-- START PASSAGE PROVIDED --
Photo Friday: Wild Garden Makeover

The last few weeks my wife and I have been cleaning up and mulching the area we call the Wild Garden. It’s planted with flowers and other plants that are attractive to butterflies, hummingbirds and pollinators. It’s been quite a while since I shared any photos from this area. Here’s how it looked back in 2009, a couple of years after it was established.

Wild Garden – October, 2009

And a photo of how it looked in 2016.

Wild Butterfly Garden

Wild Garden in 2016

Here’s how it looked earlier this week, partially weeded and mulched.

Wild Garden in 2020

Some of the same plants from 2009 are still around, like bee balm.

red bee balm

And the Ratibida pinnata (aka grey headed coneflower) from 2016 is still going strong.

Ratibida pinnata

There’s still several of the purple coneflowers too (Echinacea purpurea), and they are blooming now.
-- END PASSAGE PROVIDED --
### PROBLEMS TO SOLVE
1. Write out the part of the Wild Garden post that opens with the words "Wild Garden in 2020" and closes with "are blooming now.".
2. Summarize the Wild Garden post in two sentences.
Use only the Wild Garden post to respond, not the listing.
-- START DATA PROVIDED --
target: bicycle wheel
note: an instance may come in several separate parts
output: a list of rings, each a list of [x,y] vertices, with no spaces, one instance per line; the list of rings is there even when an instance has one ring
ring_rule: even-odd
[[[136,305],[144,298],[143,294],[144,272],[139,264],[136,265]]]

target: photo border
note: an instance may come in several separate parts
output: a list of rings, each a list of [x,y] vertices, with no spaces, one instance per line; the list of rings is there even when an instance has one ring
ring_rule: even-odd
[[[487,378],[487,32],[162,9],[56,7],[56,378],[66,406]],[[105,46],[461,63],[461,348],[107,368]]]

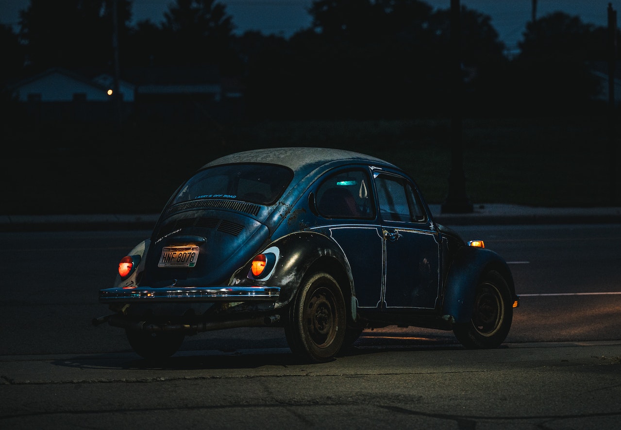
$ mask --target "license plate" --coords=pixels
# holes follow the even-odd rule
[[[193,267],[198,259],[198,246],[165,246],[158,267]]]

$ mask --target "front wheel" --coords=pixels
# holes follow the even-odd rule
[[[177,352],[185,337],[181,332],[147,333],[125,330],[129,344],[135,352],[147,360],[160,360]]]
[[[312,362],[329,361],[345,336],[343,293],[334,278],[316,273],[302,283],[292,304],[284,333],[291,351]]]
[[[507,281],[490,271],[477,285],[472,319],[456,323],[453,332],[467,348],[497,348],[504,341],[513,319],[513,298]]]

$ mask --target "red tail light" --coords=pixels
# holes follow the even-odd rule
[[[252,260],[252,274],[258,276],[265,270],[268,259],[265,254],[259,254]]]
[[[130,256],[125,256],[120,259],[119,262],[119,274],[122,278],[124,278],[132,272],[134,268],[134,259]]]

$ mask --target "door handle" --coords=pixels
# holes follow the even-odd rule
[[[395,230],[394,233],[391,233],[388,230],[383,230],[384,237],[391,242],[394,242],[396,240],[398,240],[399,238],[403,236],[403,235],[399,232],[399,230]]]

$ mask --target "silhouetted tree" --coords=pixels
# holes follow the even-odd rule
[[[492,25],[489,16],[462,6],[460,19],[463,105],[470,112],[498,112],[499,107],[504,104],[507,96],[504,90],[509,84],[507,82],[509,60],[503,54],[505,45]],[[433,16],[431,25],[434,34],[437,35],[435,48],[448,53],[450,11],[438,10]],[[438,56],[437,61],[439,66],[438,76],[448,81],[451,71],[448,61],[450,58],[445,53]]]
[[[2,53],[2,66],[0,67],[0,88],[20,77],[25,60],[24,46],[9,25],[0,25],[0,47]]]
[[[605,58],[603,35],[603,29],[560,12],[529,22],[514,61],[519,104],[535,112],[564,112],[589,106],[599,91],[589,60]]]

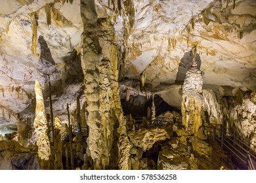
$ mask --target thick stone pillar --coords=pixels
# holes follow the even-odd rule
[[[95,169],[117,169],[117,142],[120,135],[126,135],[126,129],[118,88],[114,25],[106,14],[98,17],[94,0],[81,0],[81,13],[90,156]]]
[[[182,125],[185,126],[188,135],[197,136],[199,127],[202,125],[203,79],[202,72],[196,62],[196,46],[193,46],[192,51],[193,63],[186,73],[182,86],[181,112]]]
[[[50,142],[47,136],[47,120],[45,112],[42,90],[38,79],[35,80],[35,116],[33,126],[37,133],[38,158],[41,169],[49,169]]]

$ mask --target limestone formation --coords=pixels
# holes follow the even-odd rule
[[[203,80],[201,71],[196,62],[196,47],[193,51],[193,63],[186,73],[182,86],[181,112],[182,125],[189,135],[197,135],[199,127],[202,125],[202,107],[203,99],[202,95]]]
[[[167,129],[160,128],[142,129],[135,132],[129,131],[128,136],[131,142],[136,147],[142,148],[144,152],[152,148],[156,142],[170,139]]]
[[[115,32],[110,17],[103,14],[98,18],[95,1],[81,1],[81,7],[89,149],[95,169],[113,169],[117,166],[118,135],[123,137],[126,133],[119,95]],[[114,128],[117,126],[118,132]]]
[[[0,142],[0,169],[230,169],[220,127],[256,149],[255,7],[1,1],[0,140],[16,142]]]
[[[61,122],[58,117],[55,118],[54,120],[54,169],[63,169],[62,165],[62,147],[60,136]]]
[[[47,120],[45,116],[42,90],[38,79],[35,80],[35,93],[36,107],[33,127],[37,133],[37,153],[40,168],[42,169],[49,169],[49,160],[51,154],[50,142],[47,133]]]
-- END DATA PROVIDED --
-- START DATA PROVIDED --
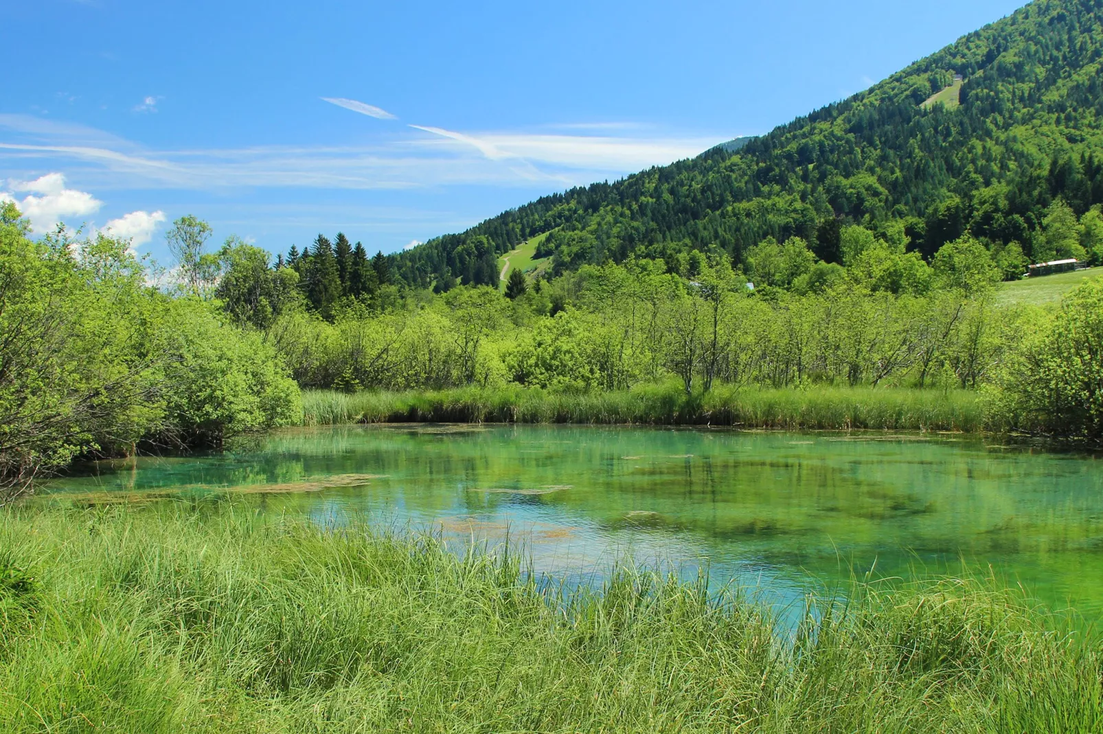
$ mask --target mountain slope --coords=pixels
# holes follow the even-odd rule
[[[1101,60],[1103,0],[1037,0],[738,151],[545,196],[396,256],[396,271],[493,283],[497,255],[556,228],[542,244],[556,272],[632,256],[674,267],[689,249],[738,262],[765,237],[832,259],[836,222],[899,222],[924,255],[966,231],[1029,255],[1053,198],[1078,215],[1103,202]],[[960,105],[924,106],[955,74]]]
-- END DATA PROVIDED --
### LIST OF SOLUTIONS
1.
Wild Garden in 2020

Some of the same plants from 2009 are still around, like bee balm.

red bee balm

And the Ratibida pinnata (aka grey headed coneflower) from 2016 is still going strong.

Ratibida pinnata

There’s still several of the purple coneflowers too (Echinacea purpurea), and they are blooming now.

2. The writer and the writer's wife have spent the last few weeks cleaning up and mulching the Wild Garden, an area planted with flowers and other plants that attract butterflies, hummingbirds and pollinators. Photos show the garden in 2009, 2016 and earlier this week, and some plants remain, including bee balm from 2009, grey headed coneflower from 2016, and purple coneflowers that are blooming now.